» Instructions to follow
Reproduce as a numbered list every line from the one containing "Could you please pick out the vegetation" through the final line of the entries below, inclusive, skipping any blank lines.

— Start Rows —

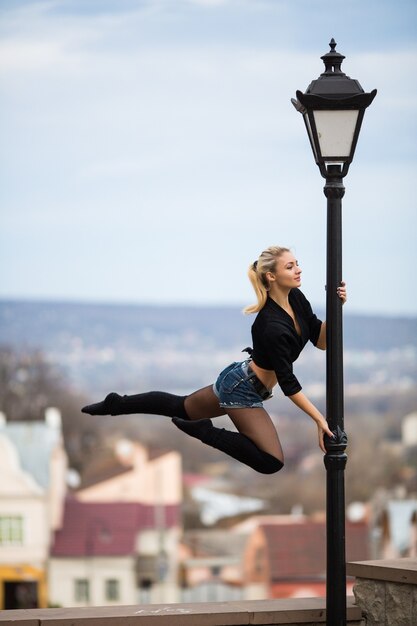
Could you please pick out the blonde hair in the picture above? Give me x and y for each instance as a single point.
(257, 272)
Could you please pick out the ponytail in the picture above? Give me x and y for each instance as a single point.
(257, 275)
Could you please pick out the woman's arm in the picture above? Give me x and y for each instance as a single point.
(321, 341)
(308, 407)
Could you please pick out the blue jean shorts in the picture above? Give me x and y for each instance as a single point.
(234, 390)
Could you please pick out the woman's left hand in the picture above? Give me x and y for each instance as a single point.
(341, 292)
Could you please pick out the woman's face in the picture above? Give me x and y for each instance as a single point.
(287, 272)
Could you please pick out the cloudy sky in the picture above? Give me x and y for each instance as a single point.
(150, 151)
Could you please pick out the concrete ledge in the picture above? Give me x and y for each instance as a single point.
(389, 570)
(292, 611)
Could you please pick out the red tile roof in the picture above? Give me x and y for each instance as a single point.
(299, 550)
(106, 529)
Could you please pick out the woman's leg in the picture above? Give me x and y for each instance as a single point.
(256, 444)
(257, 425)
(199, 405)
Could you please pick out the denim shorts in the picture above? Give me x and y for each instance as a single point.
(234, 390)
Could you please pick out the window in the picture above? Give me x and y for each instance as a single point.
(82, 590)
(11, 530)
(112, 589)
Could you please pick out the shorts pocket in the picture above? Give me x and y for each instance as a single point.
(231, 379)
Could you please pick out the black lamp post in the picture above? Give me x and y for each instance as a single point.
(333, 108)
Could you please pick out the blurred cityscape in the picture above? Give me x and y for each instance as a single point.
(127, 510)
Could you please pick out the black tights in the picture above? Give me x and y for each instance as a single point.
(237, 445)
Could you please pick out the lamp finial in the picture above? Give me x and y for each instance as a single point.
(332, 61)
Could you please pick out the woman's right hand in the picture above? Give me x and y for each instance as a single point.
(323, 428)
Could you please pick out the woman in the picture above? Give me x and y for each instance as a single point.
(282, 327)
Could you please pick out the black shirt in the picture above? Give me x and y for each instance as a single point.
(276, 343)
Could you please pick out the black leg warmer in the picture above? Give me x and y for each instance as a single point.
(153, 403)
(236, 445)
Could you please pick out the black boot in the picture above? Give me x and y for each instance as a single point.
(236, 445)
(153, 403)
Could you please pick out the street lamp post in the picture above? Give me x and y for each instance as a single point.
(333, 107)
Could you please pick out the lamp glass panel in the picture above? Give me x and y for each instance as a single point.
(310, 134)
(335, 131)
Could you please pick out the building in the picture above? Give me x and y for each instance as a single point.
(121, 530)
(33, 467)
(114, 553)
(286, 557)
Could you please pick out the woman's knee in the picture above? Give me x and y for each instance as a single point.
(270, 464)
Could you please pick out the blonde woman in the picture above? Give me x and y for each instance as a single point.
(283, 325)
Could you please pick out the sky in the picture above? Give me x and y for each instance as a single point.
(149, 149)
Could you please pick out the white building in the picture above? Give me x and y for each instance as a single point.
(33, 467)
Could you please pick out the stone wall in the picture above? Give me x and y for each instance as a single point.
(291, 612)
(386, 591)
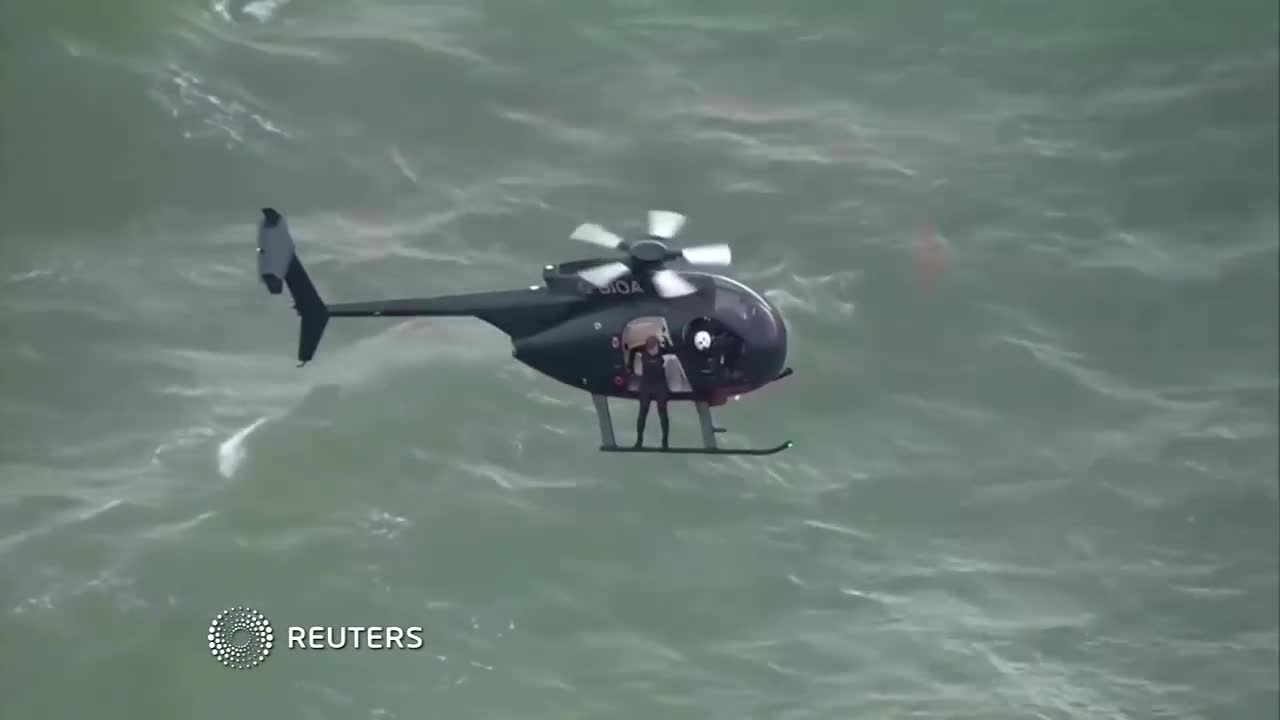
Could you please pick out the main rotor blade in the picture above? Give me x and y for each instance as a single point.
(597, 235)
(708, 255)
(664, 224)
(602, 276)
(670, 285)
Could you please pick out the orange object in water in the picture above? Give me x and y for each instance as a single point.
(931, 258)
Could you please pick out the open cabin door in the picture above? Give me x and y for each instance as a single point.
(632, 341)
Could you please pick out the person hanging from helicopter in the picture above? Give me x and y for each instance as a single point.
(653, 388)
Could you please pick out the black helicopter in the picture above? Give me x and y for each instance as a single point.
(584, 326)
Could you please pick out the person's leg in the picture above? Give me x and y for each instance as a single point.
(641, 415)
(663, 419)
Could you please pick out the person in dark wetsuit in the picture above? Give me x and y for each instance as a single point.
(653, 388)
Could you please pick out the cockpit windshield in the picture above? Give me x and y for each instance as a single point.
(746, 313)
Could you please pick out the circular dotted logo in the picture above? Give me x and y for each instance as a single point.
(240, 638)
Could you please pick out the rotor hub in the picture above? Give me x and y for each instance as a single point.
(649, 250)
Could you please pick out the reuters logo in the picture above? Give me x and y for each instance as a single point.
(240, 638)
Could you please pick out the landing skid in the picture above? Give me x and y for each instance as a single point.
(700, 450)
(704, 417)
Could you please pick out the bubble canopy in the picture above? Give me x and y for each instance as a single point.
(757, 322)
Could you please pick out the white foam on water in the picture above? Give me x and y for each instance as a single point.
(231, 452)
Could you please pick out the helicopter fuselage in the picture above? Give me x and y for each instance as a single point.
(592, 346)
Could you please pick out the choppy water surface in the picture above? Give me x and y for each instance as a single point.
(1040, 486)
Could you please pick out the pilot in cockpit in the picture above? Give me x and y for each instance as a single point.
(718, 349)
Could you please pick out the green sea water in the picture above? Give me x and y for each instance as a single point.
(1042, 487)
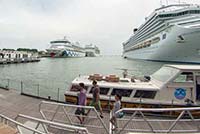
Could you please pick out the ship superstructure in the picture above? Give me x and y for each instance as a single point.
(91, 51)
(170, 33)
(65, 48)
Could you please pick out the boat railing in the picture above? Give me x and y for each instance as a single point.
(65, 113)
(45, 125)
(158, 120)
(15, 126)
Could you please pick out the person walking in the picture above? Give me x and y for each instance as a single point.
(82, 101)
(96, 98)
(116, 107)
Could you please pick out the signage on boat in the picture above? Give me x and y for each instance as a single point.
(180, 93)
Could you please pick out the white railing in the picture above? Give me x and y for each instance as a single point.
(59, 126)
(175, 120)
(65, 113)
(16, 125)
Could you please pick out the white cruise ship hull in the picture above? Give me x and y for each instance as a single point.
(65, 53)
(171, 48)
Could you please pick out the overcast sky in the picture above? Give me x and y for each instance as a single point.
(105, 23)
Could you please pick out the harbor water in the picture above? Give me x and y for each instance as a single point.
(53, 75)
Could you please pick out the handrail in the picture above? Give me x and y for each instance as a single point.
(172, 122)
(20, 124)
(158, 109)
(67, 115)
(60, 125)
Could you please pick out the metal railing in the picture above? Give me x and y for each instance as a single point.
(65, 113)
(181, 120)
(16, 125)
(48, 125)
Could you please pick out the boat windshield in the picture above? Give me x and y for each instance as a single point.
(165, 73)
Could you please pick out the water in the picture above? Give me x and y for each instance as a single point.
(52, 73)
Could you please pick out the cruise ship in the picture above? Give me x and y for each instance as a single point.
(92, 51)
(65, 48)
(170, 33)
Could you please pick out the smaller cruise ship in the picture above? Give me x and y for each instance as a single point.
(91, 51)
(65, 48)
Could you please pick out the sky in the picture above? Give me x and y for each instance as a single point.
(104, 23)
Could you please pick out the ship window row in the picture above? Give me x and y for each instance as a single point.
(122, 92)
(145, 44)
(149, 34)
(147, 28)
(180, 13)
(148, 24)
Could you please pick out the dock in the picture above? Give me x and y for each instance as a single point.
(18, 60)
(28, 110)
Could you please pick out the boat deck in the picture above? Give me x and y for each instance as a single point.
(12, 104)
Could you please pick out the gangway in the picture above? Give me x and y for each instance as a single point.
(49, 127)
(65, 114)
(158, 120)
(10, 126)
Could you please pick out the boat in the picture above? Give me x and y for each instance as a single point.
(170, 86)
(171, 33)
(92, 51)
(65, 48)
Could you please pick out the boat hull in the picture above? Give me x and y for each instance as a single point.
(107, 105)
(66, 53)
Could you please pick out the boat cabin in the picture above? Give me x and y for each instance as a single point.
(171, 85)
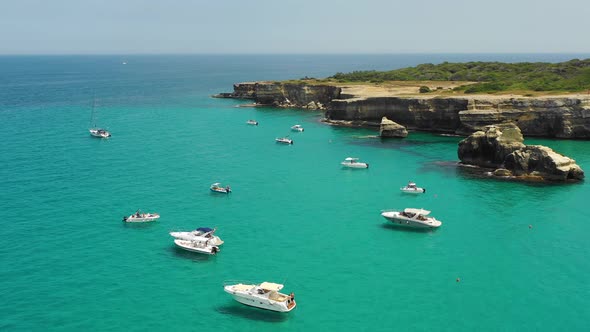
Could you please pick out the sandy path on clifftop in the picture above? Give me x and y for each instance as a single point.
(442, 89)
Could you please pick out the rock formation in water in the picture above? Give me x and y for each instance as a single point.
(389, 128)
(279, 94)
(559, 117)
(501, 146)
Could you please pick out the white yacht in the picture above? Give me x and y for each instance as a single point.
(218, 188)
(202, 234)
(411, 188)
(415, 218)
(265, 296)
(99, 132)
(197, 246)
(354, 163)
(284, 140)
(139, 216)
(297, 128)
(96, 131)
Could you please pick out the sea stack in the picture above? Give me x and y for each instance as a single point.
(390, 128)
(501, 147)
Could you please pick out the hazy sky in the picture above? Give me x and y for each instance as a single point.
(286, 26)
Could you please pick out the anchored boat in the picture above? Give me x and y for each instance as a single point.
(202, 234)
(415, 218)
(354, 163)
(411, 188)
(139, 216)
(218, 188)
(265, 296)
(197, 246)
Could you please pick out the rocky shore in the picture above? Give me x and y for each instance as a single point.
(500, 147)
(566, 116)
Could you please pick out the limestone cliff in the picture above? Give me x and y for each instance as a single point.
(285, 94)
(558, 117)
(501, 146)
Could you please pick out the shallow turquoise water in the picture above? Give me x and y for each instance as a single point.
(295, 217)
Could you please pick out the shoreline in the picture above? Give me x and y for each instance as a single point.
(564, 116)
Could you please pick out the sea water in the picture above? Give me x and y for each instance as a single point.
(509, 256)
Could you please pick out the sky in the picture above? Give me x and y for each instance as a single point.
(293, 27)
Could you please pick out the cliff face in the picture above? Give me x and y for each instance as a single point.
(566, 117)
(501, 146)
(286, 94)
(439, 114)
(549, 117)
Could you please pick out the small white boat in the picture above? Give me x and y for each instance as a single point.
(297, 128)
(415, 218)
(218, 188)
(354, 163)
(411, 188)
(284, 140)
(197, 246)
(139, 216)
(99, 132)
(96, 131)
(265, 296)
(202, 234)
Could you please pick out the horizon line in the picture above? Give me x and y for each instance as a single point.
(278, 54)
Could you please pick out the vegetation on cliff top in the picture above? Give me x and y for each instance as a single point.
(569, 76)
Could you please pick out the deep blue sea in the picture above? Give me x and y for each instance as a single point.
(295, 216)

— End Rows —

» Task output
1. Could you please pick out the vegetation on cliff top in the picture above? Give me x and y for each instance as a single point.
2. (569, 76)
3. Could you please pick out the deep blue sea in the picture above? Give me x and y for each instance as a single point.
4. (295, 216)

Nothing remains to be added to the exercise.